CONSEGNA: Nell'intervista a Paolo Ma Cunguo, di quale diocesi figura vescovo nella guida curata da Jean Charbonnier?

Il vescovo Paolo Ma Cunguo con un gruppo di fedeli

Intervista a Paolo Ma Cunguo, vescovo cinese non riconosciuto dal governo. Alla guida di una diocesi senza “patriottici” e “clandestini”, dove l'Associazione patriottica «si è estinta da sola: adesso, il dialogo tra Cina e Santa Sede è proprio quello che ci vuole»

GIANNI VALENTEROMA



Nella Guide to The Catholic Church in China 2014, curata dal grande missionario e sinologo francese Jean Charbonnier, Paolo Ma Cunguo figura come vescovo di Shuozhou, nella Provincia dello Shanxi. Il governo non lo riconosce ufficialmente come tale. Eppure lui dice messa nella cattedrale, con le insegne episcopali. Nella sua diocesi non esiste spaccatura tra comunità ecclesiali “ufficiali” e “clandestine”. Mentre l’Associazione patriottica – l'organismo “ibrido” imposto dagli apparati politici per guidare “dall'interno” la vita della Chiesa -  si è estinta da sola. E nessuno l'ha fatta “risorgere”. Basterebbero questi pochi cenni a mandare in testa-coda i luoghi comuni fuorvianti messi in circolo senza ritegno intorno alla condizione della Chiesa che è in Cina. E dare conto della complessità e dei chiaroscuri che connotano tanta parte della vita dei cattolici cinesi.

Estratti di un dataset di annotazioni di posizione
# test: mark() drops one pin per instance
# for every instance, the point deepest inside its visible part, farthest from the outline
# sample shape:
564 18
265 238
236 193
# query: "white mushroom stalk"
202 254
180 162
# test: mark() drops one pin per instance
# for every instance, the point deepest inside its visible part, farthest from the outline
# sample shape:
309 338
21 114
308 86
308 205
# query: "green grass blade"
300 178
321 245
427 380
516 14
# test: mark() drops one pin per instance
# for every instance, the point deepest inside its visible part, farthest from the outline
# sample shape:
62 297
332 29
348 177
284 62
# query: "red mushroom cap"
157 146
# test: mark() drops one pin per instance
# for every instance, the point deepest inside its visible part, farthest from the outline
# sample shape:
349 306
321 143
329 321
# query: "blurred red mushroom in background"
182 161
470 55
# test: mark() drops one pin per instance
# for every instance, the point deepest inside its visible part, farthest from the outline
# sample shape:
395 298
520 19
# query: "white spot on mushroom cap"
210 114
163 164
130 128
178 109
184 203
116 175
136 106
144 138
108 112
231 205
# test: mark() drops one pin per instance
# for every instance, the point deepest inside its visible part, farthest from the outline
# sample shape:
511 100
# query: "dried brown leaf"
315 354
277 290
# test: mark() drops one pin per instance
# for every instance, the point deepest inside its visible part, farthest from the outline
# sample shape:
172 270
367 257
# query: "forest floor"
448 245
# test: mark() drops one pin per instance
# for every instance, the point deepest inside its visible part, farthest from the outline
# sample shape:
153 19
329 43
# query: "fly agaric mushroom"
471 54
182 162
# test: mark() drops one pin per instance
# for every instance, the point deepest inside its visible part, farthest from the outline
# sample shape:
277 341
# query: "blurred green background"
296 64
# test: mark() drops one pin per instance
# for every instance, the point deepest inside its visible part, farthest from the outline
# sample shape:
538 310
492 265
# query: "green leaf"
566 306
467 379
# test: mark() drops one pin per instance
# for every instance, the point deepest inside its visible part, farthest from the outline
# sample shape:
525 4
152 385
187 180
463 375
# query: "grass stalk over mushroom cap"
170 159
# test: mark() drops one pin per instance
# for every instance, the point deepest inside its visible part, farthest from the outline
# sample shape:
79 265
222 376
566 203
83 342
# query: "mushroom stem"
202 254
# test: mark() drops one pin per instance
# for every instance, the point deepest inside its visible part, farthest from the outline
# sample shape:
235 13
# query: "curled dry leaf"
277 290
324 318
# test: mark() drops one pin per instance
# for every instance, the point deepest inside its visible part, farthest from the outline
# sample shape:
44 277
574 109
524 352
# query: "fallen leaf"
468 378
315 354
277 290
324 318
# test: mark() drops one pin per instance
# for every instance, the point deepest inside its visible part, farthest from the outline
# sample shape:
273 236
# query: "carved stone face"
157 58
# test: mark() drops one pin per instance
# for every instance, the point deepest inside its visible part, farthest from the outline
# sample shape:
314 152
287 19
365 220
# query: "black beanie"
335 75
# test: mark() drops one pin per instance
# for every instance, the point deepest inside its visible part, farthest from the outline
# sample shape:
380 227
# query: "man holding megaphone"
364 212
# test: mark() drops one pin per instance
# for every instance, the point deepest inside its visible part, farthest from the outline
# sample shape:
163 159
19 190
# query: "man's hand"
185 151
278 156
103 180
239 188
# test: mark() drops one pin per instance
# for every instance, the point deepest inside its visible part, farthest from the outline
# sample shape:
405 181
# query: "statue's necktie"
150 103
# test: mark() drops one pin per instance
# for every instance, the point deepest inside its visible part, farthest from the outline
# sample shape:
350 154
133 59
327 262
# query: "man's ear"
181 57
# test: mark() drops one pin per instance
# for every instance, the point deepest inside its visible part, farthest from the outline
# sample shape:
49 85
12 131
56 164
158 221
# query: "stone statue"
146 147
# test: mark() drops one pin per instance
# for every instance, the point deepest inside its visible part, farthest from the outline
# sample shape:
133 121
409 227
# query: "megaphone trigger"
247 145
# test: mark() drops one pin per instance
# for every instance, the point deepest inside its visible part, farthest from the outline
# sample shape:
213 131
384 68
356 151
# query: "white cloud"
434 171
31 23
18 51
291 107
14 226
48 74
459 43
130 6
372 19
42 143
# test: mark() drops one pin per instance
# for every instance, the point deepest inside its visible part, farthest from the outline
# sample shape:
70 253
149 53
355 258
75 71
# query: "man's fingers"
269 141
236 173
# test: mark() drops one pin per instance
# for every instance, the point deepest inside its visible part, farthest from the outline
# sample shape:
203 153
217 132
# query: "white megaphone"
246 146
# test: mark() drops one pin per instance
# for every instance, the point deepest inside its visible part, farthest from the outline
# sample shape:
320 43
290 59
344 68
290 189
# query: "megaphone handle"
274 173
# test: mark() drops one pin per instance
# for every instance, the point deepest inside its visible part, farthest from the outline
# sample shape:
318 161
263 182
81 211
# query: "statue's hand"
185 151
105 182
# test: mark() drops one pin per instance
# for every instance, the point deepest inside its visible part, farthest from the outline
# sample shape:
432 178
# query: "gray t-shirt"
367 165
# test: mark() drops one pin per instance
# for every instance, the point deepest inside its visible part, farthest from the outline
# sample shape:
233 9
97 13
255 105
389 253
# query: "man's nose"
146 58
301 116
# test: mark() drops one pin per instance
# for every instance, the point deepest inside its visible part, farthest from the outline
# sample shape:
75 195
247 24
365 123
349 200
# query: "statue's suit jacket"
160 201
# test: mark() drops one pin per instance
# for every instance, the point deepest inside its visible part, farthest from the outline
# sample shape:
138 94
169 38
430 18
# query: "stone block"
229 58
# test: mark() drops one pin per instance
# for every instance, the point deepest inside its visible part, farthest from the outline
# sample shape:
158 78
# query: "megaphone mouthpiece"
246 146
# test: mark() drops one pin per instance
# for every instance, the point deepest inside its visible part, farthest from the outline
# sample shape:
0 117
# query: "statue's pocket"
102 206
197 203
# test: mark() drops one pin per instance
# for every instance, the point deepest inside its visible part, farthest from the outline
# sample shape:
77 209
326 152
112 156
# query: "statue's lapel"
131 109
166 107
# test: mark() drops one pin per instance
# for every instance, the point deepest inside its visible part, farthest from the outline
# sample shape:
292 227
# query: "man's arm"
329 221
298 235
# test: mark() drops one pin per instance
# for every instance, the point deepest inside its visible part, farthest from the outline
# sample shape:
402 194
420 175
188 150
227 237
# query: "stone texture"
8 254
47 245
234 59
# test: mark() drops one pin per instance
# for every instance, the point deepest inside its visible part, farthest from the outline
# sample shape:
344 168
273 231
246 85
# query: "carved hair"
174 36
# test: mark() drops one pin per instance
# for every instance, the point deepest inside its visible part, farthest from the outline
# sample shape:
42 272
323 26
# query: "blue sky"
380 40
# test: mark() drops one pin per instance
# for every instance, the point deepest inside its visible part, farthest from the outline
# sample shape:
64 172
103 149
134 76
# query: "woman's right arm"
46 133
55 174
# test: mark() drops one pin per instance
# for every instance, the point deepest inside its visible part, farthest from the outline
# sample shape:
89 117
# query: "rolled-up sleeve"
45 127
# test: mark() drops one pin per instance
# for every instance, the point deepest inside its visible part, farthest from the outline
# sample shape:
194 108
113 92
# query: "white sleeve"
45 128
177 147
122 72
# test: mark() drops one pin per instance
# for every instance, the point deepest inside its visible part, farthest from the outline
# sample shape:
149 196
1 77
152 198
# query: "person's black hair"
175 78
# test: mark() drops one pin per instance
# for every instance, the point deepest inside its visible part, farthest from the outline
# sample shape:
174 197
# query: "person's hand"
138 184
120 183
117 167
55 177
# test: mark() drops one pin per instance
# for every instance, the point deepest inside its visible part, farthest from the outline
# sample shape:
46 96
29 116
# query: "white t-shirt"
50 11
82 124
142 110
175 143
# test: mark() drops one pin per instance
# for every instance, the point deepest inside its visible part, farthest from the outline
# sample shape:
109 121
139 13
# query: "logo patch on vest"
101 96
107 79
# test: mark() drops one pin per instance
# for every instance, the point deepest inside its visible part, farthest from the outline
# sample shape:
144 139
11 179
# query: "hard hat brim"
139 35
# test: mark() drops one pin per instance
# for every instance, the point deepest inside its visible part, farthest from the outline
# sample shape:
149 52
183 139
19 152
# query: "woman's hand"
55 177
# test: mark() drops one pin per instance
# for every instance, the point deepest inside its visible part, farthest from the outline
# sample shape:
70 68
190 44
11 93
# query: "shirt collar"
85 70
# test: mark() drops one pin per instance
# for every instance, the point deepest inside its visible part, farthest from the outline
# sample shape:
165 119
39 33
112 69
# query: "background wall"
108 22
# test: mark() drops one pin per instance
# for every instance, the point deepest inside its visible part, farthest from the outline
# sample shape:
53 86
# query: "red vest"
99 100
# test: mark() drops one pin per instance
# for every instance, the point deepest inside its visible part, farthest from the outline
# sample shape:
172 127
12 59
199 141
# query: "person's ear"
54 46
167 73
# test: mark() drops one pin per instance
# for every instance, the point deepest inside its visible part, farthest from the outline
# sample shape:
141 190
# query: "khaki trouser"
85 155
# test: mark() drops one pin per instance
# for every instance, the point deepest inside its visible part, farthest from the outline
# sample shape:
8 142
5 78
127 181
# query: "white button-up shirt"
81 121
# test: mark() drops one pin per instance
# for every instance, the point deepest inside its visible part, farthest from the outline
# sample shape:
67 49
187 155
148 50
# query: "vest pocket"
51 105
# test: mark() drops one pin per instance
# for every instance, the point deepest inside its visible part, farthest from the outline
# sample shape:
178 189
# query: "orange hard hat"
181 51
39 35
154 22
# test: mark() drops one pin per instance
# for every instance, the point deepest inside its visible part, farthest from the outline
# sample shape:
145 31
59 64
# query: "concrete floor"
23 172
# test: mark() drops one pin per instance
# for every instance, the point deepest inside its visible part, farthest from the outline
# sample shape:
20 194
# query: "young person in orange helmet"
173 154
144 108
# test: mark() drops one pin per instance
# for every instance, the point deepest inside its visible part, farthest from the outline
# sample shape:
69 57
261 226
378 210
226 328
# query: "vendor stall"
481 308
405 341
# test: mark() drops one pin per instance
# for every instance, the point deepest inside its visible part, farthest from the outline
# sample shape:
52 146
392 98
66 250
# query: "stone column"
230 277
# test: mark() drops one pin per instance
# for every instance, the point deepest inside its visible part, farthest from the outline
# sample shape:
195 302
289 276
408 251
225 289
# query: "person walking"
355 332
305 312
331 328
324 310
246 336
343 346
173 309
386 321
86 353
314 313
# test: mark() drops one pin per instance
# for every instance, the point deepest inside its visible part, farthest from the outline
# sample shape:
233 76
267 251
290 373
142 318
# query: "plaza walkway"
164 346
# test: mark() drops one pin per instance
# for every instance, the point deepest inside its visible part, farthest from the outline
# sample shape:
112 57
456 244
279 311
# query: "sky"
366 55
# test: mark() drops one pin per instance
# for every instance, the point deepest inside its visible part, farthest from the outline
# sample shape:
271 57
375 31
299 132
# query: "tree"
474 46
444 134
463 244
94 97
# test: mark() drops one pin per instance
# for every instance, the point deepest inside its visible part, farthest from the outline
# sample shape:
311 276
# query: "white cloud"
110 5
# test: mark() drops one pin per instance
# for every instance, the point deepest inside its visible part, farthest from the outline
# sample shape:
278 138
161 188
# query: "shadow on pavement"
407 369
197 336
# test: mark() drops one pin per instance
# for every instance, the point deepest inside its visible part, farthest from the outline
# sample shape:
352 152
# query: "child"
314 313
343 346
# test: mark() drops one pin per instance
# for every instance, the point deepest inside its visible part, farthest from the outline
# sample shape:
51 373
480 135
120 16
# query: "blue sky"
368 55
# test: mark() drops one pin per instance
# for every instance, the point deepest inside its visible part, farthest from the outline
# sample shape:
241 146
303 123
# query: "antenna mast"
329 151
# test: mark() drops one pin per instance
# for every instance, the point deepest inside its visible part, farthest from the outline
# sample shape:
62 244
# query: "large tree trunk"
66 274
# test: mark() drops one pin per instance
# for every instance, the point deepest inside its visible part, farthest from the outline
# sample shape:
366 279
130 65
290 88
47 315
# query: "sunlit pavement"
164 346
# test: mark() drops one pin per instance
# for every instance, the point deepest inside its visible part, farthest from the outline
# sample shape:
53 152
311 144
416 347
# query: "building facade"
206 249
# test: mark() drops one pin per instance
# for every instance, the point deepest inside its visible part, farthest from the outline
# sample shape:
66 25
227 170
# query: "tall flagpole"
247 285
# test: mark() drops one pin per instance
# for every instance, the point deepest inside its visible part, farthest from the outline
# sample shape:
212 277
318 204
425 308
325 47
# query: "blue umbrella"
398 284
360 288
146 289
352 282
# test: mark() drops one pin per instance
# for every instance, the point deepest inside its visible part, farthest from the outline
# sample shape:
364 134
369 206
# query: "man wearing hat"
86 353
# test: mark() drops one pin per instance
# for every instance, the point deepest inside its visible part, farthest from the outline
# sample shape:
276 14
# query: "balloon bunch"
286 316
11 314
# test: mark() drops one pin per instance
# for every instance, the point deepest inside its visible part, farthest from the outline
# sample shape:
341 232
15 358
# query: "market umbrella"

RISULTATO DELL'ESERCIZIO: Di Shuozhou, nella Provincia dello Shanxi.